• [ПРЕДЛОЖЕННЫЙ ОТРЫВОК]
___

Сейчас 2–3% общества невероятно разбогатели на пустом месте (так можно богатеть только на незаконных операциях), а остальные невероятно обнищали, у них нет поддержки ни от государства, ни от профсоюзов.

— Но профсоюзы у нас есть.

— Я думаю, что они бессильны. Хотя могли бы «стукнуть кулаком по столу» — государство пошло бы им на уступки.

— В советское время рабочим внушали, что они — гегемон — главный, руководящий класс. Вы назвали это «классовым расизмом». Внушение о превосходстве, конечно, было очередной ложью, но рабочий класс таким образом приучали к чувству главенства. Сейчас, возможно, кто-то грустит о прошлых восхвалениях.

— Не думаю, что в продолжение советской власти рабочие не смогли убедиться в том, что они не класс-гегемон. Сначала эти лозунги могли вдохновлять и вдохновляли настолько, что рабочие с удовольствием сокрушали старый мир и то, что оставалось от него в первые годы советской власти.

Этот классовый расизм пропагандировали большевики, и не только внушали чувство «гегемонизма» рабочим, но даже предоставляли им какие-то преимущества. Однако постепенно это уходило из жизни. А в 20-30-е гг., например, при поступлении в вуз учитывалось рабоче-крестьянское происхождение. (Например, писатель Симонов некоторое время работал на заводе, чтобы со справкой от завода прийти в институт.)

___

• [ПРЕДСТАВЛЕННЫЕ ДАННЫЕ]
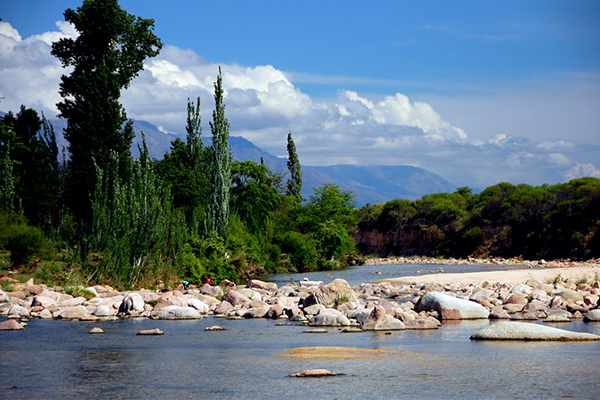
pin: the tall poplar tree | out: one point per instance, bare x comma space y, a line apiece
108, 53
294, 188
218, 213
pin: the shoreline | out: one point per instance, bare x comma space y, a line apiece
560, 263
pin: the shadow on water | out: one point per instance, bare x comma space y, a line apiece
59, 360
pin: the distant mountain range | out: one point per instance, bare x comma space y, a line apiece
370, 183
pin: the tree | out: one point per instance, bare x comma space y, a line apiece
35, 168
221, 165
294, 186
108, 53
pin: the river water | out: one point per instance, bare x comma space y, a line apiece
61, 360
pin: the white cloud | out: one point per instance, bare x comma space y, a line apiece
581, 170
263, 104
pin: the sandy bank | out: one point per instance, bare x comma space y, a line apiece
512, 276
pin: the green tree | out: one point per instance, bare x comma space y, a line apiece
294, 184
218, 211
253, 198
108, 53
35, 168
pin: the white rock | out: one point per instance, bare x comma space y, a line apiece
506, 330
199, 305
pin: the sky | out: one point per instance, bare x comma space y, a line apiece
477, 92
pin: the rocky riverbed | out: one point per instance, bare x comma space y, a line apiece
370, 306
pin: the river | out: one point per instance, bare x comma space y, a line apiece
61, 360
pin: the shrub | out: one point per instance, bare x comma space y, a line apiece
23, 242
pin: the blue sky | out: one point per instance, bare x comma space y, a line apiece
477, 92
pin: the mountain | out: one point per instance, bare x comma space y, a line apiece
370, 183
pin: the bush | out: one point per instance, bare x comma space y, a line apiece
23, 242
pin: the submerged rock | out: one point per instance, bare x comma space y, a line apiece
451, 307
526, 331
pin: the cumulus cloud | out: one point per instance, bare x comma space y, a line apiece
263, 104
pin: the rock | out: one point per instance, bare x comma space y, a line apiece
19, 311
317, 330
311, 284
175, 312
557, 318
71, 313
223, 308
131, 302
525, 331
150, 332
481, 295
11, 325
592, 316
591, 300
327, 318
499, 313
256, 284
378, 320
33, 289
451, 307
517, 298
77, 301
214, 328
235, 298
313, 373
351, 330
103, 311
568, 294
423, 323
337, 291
275, 311
211, 290
258, 312
198, 305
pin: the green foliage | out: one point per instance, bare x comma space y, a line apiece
106, 55
294, 183
218, 211
253, 198
23, 242
560, 221
130, 220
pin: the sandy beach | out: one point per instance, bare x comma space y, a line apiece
590, 273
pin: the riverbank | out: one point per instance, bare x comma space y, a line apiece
562, 263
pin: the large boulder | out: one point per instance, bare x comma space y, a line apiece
235, 298
175, 312
422, 323
379, 320
11, 325
592, 316
257, 284
199, 305
335, 292
103, 311
506, 330
329, 318
568, 294
72, 313
211, 290
450, 307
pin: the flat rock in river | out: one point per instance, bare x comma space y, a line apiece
451, 307
506, 330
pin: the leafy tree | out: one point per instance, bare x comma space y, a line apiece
294, 184
108, 53
218, 212
35, 168
185, 170
253, 198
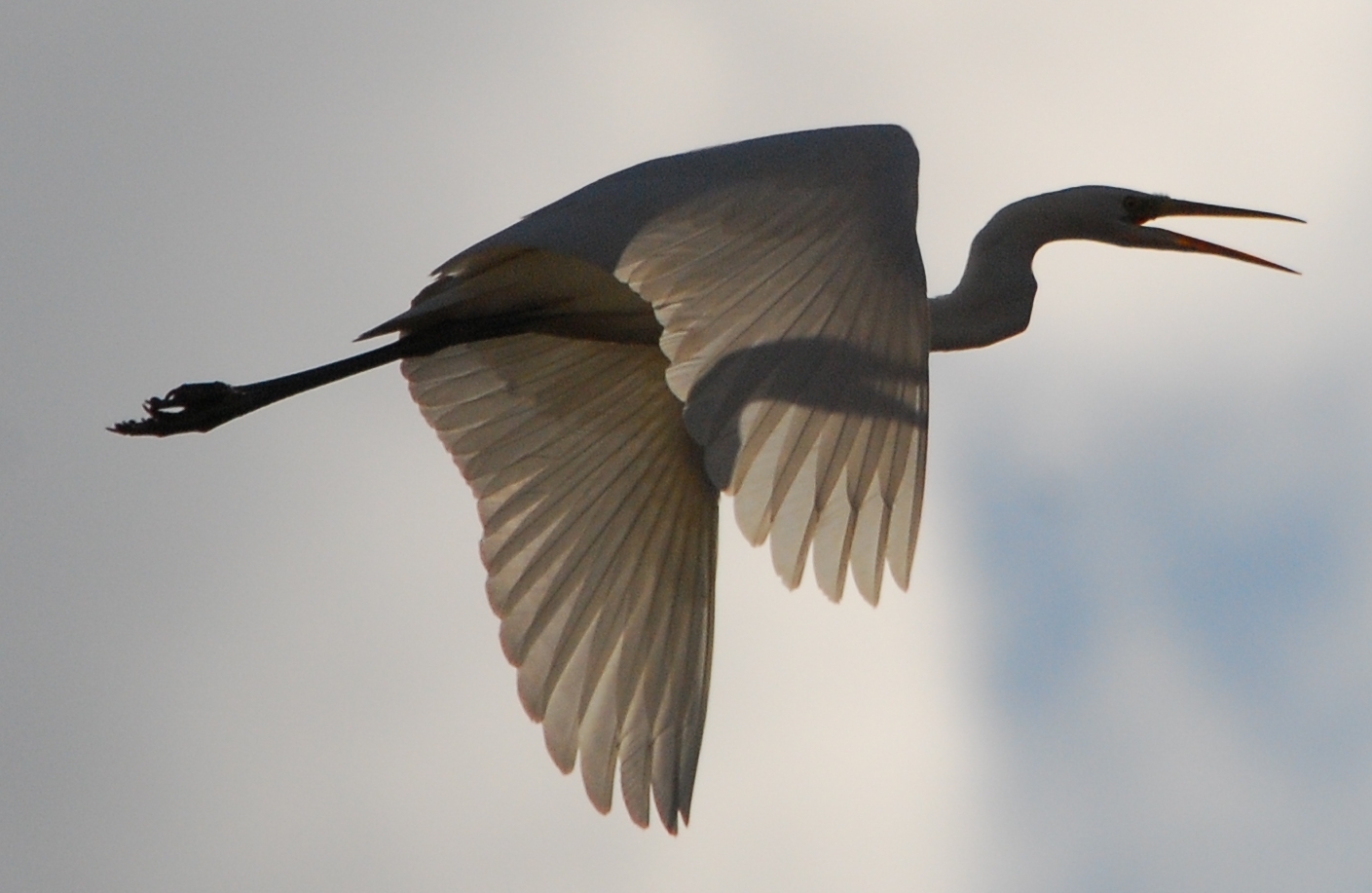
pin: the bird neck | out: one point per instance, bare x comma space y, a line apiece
995, 298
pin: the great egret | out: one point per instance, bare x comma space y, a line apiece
748, 318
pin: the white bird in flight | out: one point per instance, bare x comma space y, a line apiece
748, 318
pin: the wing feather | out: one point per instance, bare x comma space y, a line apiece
600, 543
795, 318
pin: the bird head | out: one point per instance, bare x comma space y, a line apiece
1119, 217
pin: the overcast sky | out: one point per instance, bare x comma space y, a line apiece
1137, 649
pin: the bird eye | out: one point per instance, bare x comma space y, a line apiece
1139, 208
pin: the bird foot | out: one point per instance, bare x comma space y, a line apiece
200, 406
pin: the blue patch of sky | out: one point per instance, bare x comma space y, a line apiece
1240, 564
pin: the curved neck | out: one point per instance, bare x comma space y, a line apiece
995, 296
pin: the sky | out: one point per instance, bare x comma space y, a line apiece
1137, 649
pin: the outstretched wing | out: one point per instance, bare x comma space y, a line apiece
600, 534
795, 318
788, 280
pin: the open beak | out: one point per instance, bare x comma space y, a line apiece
1169, 241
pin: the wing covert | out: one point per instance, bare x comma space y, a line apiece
600, 537
795, 318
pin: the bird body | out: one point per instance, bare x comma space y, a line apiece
748, 318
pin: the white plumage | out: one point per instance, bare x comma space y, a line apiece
748, 318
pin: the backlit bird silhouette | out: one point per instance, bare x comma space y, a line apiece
750, 318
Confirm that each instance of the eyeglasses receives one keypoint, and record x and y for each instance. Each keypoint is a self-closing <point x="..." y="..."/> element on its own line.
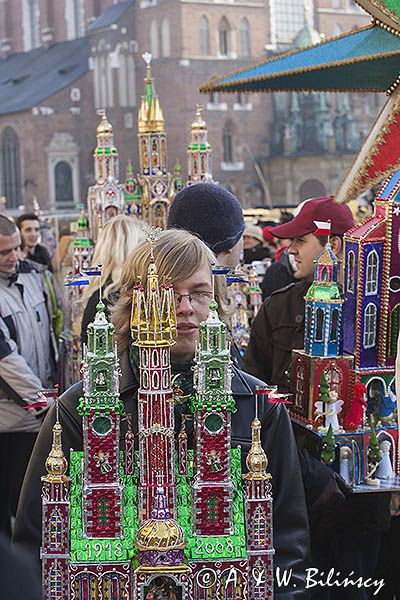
<point x="195" y="298"/>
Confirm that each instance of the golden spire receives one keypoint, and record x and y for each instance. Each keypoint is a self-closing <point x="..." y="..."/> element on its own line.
<point x="198" y="122"/>
<point x="104" y="127"/>
<point x="256" y="461"/>
<point x="56" y="463"/>
<point x="150" y="115"/>
<point x="153" y="320"/>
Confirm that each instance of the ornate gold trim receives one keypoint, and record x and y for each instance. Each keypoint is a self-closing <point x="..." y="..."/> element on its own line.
<point x="216" y="84"/>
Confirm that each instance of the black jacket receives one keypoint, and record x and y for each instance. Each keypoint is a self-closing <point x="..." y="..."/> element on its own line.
<point x="291" y="536"/>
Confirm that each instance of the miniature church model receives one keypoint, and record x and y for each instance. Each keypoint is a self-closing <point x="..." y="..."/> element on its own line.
<point x="164" y="521"/>
<point x="323" y="343"/>
<point x="199" y="151"/>
<point x="106" y="197"/>
<point x="155" y="184"/>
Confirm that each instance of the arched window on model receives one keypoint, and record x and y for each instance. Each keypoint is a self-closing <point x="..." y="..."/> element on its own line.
<point x="153" y="34"/>
<point x="350" y="271"/>
<point x="224" y="37"/>
<point x="227" y="140"/>
<point x="63" y="183"/>
<point x="165" y="38"/>
<point x="10" y="167"/>
<point x="370" y="325"/>
<point x="371" y="285"/>
<point x="320" y="323"/>
<point x="245" y="37"/>
<point x="204" y="36"/>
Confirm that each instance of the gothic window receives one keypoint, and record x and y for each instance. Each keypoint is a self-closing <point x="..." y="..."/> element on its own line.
<point x="113" y="586"/>
<point x="63" y="183"/>
<point x="204" y="36"/>
<point x="56" y="582"/>
<point x="214" y="377"/>
<point x="165" y="38"/>
<point x="101" y="380"/>
<point x="259" y="527"/>
<point x="394" y="330"/>
<point x="155" y="359"/>
<point x="122" y="81"/>
<point x="299" y="386"/>
<point x="370" y="323"/>
<point x="324" y="274"/>
<point x="31" y="24"/>
<point x="75" y="19"/>
<point x="350" y="271"/>
<point x="334" y="378"/>
<point x="227" y="140"/>
<point x="212" y="508"/>
<point x="87" y="586"/>
<point x="372" y="273"/>
<point x="10" y="167"/>
<point x="334" y="325"/>
<point x="56" y="530"/>
<point x="224" y="37"/>
<point x="153" y="33"/>
<point x="245" y="37"/>
<point x="320" y="324"/>
<point x="308" y="320"/>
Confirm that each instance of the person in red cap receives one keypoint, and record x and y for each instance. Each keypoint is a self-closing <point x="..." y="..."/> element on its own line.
<point x="279" y="325"/>
<point x="345" y="528"/>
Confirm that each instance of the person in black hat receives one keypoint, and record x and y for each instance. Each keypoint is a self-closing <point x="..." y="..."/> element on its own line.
<point x="214" y="214"/>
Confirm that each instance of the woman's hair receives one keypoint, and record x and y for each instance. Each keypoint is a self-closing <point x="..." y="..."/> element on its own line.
<point x="178" y="255"/>
<point x="119" y="236"/>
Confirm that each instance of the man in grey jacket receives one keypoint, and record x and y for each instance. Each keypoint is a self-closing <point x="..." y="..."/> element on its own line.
<point x="26" y="365"/>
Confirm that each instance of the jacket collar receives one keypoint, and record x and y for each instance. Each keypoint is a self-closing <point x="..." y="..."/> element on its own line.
<point x="240" y="387"/>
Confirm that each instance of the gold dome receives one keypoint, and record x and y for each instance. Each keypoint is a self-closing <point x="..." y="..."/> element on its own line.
<point x="56" y="463"/>
<point x="257" y="461"/>
<point x="104" y="127"/>
<point x="199" y="123"/>
<point x="161" y="532"/>
<point x="164" y="534"/>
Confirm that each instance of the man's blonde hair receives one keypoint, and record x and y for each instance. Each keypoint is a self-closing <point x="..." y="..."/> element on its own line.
<point x="178" y="255"/>
<point x="117" y="239"/>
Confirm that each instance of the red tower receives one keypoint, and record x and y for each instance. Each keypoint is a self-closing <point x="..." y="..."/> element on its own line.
<point x="55" y="522"/>
<point x="101" y="408"/>
<point x="153" y="329"/>
<point x="214" y="403"/>
<point x="260" y="550"/>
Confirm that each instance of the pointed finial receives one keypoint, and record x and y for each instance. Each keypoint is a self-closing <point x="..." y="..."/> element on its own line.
<point x="257" y="461"/>
<point x="56" y="463"/>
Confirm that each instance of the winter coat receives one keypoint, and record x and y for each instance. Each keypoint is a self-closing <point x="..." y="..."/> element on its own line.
<point x="291" y="538"/>
<point x="26" y="363"/>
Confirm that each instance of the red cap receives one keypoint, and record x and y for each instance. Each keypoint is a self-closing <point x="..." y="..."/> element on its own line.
<point x="317" y="209"/>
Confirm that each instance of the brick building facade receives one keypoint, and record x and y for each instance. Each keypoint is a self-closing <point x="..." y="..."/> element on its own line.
<point x="47" y="140"/>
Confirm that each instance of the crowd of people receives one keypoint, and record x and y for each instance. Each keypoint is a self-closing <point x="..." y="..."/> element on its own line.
<point x="318" y="521"/>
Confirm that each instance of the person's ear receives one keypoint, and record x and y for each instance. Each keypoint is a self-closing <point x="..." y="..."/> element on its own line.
<point x="336" y="245"/>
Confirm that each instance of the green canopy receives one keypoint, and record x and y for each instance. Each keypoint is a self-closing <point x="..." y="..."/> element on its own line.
<point x="364" y="60"/>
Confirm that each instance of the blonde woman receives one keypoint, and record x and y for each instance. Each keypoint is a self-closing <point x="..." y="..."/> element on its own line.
<point x="119" y="236"/>
<point x="186" y="261"/>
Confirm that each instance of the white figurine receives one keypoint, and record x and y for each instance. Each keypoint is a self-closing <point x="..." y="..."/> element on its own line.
<point x="329" y="411"/>
<point x="345" y="462"/>
<point x="385" y="470"/>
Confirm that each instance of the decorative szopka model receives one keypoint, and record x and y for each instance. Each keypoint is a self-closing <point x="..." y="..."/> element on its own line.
<point x="157" y="523"/>
<point x="105" y="197"/>
<point x="369" y="313"/>
<point x="323" y="342"/>
<point x="156" y="184"/>
<point x="199" y="151"/>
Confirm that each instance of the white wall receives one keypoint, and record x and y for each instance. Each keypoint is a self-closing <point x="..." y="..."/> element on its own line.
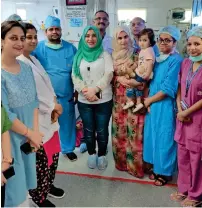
<point x="37" y="11"/>
<point x="156" y="9"/>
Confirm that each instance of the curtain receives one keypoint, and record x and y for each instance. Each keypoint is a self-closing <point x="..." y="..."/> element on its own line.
<point x="196" y="13"/>
<point x="197" y="8"/>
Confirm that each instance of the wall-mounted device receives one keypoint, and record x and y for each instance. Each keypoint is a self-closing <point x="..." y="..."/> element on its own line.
<point x="177" y="14"/>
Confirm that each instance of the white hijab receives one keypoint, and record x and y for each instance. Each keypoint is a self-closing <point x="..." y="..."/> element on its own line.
<point x="45" y="94"/>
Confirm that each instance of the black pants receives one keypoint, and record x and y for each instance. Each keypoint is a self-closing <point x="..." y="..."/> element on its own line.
<point x="45" y="176"/>
<point x="3" y="195"/>
<point x="95" y="119"/>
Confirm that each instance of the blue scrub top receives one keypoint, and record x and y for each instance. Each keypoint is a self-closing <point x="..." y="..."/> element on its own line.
<point x="137" y="48"/>
<point x="58" y="64"/>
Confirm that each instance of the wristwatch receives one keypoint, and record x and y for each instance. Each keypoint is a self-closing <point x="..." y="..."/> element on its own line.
<point x="8" y="160"/>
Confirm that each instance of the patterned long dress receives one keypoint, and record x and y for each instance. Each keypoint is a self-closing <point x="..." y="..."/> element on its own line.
<point x="127" y="133"/>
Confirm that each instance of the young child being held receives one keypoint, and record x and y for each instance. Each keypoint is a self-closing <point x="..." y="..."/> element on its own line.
<point x="144" y="71"/>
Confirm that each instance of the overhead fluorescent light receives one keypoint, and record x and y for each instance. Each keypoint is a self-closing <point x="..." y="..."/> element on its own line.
<point x="25" y="3"/>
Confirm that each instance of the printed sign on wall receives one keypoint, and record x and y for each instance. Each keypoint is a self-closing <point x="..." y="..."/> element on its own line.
<point x="76" y="22"/>
<point x="76" y="12"/>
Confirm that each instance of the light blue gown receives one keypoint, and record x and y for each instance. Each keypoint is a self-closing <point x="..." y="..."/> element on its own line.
<point x="58" y="65"/>
<point x="159" y="127"/>
<point x="19" y="98"/>
<point x="137" y="48"/>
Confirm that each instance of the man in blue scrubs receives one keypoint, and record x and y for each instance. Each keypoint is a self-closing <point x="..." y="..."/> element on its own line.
<point x="137" y="25"/>
<point x="56" y="56"/>
<point x="101" y="21"/>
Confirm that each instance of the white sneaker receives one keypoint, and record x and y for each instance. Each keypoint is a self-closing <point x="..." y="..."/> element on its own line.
<point x="138" y="107"/>
<point x="102" y="163"/>
<point x="128" y="105"/>
<point x="92" y="161"/>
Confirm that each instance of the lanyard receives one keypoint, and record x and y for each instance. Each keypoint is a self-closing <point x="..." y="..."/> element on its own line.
<point x="190" y="77"/>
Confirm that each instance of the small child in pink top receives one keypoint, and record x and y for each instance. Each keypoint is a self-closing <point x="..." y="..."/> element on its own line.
<point x="144" y="71"/>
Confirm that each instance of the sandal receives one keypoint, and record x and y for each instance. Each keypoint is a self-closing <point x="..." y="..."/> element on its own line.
<point x="177" y="197"/>
<point x="191" y="203"/>
<point x="162" y="179"/>
<point x="152" y="175"/>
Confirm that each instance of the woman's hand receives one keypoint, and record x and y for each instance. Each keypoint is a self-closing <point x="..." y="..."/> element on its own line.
<point x="36" y="138"/>
<point x="147" y="102"/>
<point x="54" y="116"/>
<point x="58" y="109"/>
<point x="122" y="80"/>
<point x="94" y="98"/>
<point x="183" y="116"/>
<point x="5" y="166"/>
<point x="3" y="179"/>
<point x="89" y="94"/>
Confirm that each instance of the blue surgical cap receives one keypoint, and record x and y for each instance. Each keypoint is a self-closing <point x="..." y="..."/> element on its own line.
<point x="172" y="31"/>
<point x="196" y="31"/>
<point x="52" y="22"/>
<point x="14" y="17"/>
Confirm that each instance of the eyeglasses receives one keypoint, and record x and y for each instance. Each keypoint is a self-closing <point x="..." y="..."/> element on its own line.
<point x="165" y="41"/>
<point x="101" y="18"/>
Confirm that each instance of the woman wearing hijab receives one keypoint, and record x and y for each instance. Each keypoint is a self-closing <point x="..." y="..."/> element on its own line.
<point x="127" y="127"/>
<point x="48" y="155"/>
<point x="159" y="145"/>
<point x="188" y="134"/>
<point x="92" y="74"/>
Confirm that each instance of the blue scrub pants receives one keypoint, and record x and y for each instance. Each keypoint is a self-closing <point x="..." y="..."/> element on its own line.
<point x="67" y="123"/>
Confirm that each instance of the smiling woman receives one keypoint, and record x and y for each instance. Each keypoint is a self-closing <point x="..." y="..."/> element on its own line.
<point x="49" y="111"/>
<point x="91" y="38"/>
<point x="20" y="101"/>
<point x="92" y="74"/>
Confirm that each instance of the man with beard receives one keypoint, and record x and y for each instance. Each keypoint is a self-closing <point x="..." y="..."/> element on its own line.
<point x="137" y="25"/>
<point x="56" y="56"/>
<point x="101" y="21"/>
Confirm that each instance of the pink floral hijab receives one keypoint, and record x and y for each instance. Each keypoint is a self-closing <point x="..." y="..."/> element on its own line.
<point x="120" y="56"/>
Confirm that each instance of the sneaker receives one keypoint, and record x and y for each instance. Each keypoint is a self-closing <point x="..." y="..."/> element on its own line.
<point x="71" y="156"/>
<point x="138" y="107"/>
<point x="56" y="193"/>
<point x="102" y="163"/>
<point x="92" y="161"/>
<point x="83" y="148"/>
<point x="128" y="105"/>
<point x="45" y="203"/>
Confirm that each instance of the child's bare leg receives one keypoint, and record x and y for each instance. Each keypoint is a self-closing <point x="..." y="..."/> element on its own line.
<point x="130" y="103"/>
<point x="130" y="97"/>
<point x="139" y="105"/>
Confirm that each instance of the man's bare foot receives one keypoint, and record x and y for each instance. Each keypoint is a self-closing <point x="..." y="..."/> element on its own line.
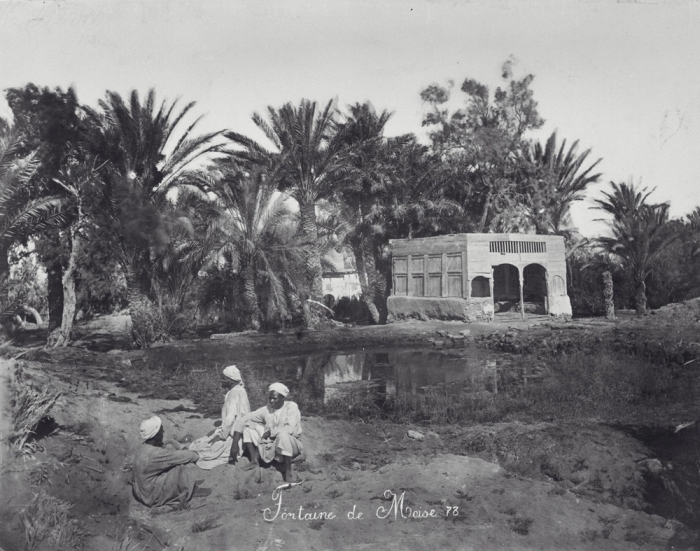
<point x="249" y="467"/>
<point x="201" y="492"/>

___

• [ПОСТАВЛЕННАЯ ЗАДАЧА] Продолжите беседу о рабочем классе и советском «классовом расизме», начав сразу после ее последнего предложения.

• [ПИСЬМЕННЫЙ ОТВЕТ]
Ошибка в определении «гегемонизма» идет от Маркса, а в условиях России все приняло чудовищно огрубленные формы. Маркс считал, что рабочий класс самая прогрессивная сила, потому что на него давит буржуазия и, следовательно, обнищание рабочего класса носит абсолютный характер, и потому революция неизбежна. Но Маркс как экономист должен был понять, что через какое-то время обнищание не будет столь абсолютным, и даже вообще не будет. И, как мы знаем, нигде в мире сейчас нет настроенности рабочего класса на революцию.

— И только у нас ходят ностальгирующие люди с красными флагами.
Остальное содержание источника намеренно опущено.